DOCUMENT TEXT:
The last general conclusion concerns the need to maintain the uniformity of the materials provided and made available, both for substantive learning and laboratory exercise instructions. As students’ comments indicate, any discrepancies are irritating to them. It should be noted that when switching to the digital form of materials and instructions, the risk of differences in the versions of their files and texts is significant and requires special attention of the teacher conducting classes and lectures.

5. Conclusions

The paper describes experiences resulting from the implementation of innovative elements of BL and FC methods as part of a subject related to building automation systems, carried out at the 2nd degree of master’s studies at a technical university, majoring in electrical engineering. In particular, the paper focuses on the presentation of tools and methods introduced into the educational path using e-learning techniques and the analysis of feedback collected from students from two subsequent years of the discussed subject.

(Collected data)
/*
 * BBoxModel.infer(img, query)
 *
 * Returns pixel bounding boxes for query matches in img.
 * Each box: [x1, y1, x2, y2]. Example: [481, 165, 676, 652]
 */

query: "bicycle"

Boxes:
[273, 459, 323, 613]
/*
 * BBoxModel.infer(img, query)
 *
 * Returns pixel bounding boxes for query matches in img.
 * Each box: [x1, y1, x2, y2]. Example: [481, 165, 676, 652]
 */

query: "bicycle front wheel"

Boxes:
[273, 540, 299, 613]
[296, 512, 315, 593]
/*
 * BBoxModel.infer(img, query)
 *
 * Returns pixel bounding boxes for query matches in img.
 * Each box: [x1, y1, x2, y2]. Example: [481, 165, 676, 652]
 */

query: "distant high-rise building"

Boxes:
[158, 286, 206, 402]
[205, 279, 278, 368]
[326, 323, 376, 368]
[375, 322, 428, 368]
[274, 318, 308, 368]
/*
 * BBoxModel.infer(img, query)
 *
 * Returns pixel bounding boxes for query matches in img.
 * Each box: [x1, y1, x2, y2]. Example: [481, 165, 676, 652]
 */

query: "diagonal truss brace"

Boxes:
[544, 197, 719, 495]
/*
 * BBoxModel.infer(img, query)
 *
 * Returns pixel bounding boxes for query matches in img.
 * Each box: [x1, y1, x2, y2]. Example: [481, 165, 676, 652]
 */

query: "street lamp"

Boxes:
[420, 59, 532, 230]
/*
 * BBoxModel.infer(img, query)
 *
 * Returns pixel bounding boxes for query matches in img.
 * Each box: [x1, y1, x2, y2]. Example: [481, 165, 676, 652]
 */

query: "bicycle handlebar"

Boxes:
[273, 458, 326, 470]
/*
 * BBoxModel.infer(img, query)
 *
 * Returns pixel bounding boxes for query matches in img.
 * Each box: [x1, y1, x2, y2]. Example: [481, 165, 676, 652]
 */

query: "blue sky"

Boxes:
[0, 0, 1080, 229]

TASK BRIEF:
Can you retype the whole passage on blended learning in the building automation course, word for word?

EXPECTED ANSWER:
The last general conclusion concerns the need to maintain the uniformity of the materials provided and made available, both for substantive learning and laboratory exercise instructions. As students’ comments indicate, any discrepancies are irritating to them. It should be noted that when switching to the digital form of materials and instructions, the risk of differences in the versions of their files and texts is significant and requires special attention of the teacher conducting classes and lectures.

5. Conclusions

The paper describes experiences resulting from the implementation of innovative elements of BL and FC methods as part of a subject related to building automation systems, carried out at the 2nd degree of master’s studies at a technical university, majoring in electrical engineering. In particular, the paper focuses on the presentation of tools and methods introduced into the educational path using e-learning techniques and the analysis of feedback collected from students from two subsequent years of the discussed subject.